→ MATERIAL TO PROCESS
━━━━━━━━━━━━━━━━

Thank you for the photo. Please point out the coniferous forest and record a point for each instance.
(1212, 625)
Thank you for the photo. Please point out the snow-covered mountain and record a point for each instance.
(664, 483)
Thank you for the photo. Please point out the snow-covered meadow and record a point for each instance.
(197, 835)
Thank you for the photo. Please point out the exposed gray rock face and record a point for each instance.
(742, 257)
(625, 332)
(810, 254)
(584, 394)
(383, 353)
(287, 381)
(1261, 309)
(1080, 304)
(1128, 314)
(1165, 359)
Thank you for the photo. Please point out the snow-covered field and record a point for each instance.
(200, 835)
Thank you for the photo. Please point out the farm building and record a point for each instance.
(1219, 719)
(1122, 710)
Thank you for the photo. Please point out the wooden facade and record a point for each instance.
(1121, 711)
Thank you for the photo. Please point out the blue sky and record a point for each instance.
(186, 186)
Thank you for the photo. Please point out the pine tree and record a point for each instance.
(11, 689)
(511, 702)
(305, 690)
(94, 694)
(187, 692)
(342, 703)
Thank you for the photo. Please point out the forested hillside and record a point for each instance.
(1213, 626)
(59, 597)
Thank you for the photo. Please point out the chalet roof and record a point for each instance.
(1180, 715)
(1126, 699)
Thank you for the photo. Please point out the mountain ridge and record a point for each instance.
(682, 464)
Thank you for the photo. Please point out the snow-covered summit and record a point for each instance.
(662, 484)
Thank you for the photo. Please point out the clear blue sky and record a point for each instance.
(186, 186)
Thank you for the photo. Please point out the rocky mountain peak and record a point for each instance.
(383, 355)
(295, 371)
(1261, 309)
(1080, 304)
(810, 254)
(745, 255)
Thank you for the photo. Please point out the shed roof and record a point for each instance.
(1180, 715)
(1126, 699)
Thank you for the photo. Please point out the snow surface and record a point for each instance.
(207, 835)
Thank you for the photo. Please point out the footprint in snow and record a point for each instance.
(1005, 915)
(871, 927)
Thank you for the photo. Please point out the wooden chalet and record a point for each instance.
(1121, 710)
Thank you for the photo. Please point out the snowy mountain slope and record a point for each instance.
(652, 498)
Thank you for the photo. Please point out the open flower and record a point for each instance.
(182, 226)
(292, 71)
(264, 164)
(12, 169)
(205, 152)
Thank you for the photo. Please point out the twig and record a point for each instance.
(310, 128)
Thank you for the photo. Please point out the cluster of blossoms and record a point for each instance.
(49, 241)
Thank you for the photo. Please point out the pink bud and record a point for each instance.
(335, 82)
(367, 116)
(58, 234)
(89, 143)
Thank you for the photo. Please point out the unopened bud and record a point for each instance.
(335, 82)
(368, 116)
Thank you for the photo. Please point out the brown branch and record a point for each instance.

━━━━━━━━━━━━━━━━

→ WHAT THIS TASK INVOLVES
Reproduce every entry above word for word, in the same order.

→ WRITTEN SOLUTION
Thank you for the photo. Please point out the coniferous forest and record a point for each instance.
(1212, 625)
Thank you for the photo. Please point out the snow-covered mountain and record a point for each instance.
(664, 483)
Thank you for the photo. Please point out the snow-covered meadow and record a point for each instance.
(197, 835)
Thank you for the photo. Please point out the exposed gray rock face and record a point for each instance.
(742, 257)
(625, 332)
(810, 254)
(584, 394)
(383, 353)
(287, 381)
(1261, 309)
(1080, 304)
(1128, 314)
(1165, 359)
Thank you for the photo. Please point out the snow-covered field and record a point for each instance.
(200, 835)
Thank you for the photo. Please point out the farm building and record a point for each instance.
(1219, 719)
(1122, 710)
Thank you for the photo. Please point out the wooden facade and record a point for each instance.
(1121, 711)
Thank you for the photo. Please point out the blue sky and record a point for each instance.
(186, 186)
Thank you for the photo. Please point out the pine tree and record a point for each instance.
(11, 689)
(511, 702)
(305, 690)
(94, 694)
(187, 692)
(342, 703)
Thank you for the photo. Please point out the forested hillside and record a point for each instance.
(1213, 626)
(59, 597)
Thank you for the photo. Please point out the chalet roof and record a point for each instance.
(1180, 715)
(1126, 699)
Thank you for the photo. Please point out the mountain ridge and record a point for each instance.
(682, 464)
Thank you for the photo. Please point out the snow-covered summit and record a point for each instance.
(662, 484)
Thank you for the photo. Please point out the clear blue sky and record a point for each instance.
(186, 186)
Thank you for the photo. Please point out the rocky mountain peak and record a point for each instance.
(383, 355)
(295, 371)
(1261, 309)
(1080, 304)
(810, 254)
(745, 255)
Thank you for the photo. Please point out the shed roof and record a point for each instance.
(1180, 715)
(1126, 699)
Thank you for the photo. Please point out the snow surface and record a point for each instance.
(207, 835)
Thank you for the photo. Please point out the footprint in snow and record a point for each instance.
(1005, 915)
(871, 927)
Thank you for the photo. Please point out the wooden chalet and record a point for each instance.
(1121, 710)
Thank you for the photo. Please point out the snowy mountain slope and record a point for each instance.
(652, 498)
Thank you for the photo. Please point out the open flower and record a point for each instance.
(182, 226)
(292, 71)
(264, 164)
(12, 169)
(205, 152)
Thank you for the photo. Please point out the twig and record a point for each instance.
(310, 128)
Thank you for the photo. Please point out the cluster of blossoms and record a point for each instance.
(49, 241)
Thank you for the photo. Please point out the pink bud and record a point for each instance.
(335, 82)
(367, 116)
(58, 234)
(89, 143)
Thank you for the photo. Please point out the unopened bud and record a point for each instance.
(335, 82)
(368, 116)
Thank you for the photo. Please point out the brown branch and record a point for each instance.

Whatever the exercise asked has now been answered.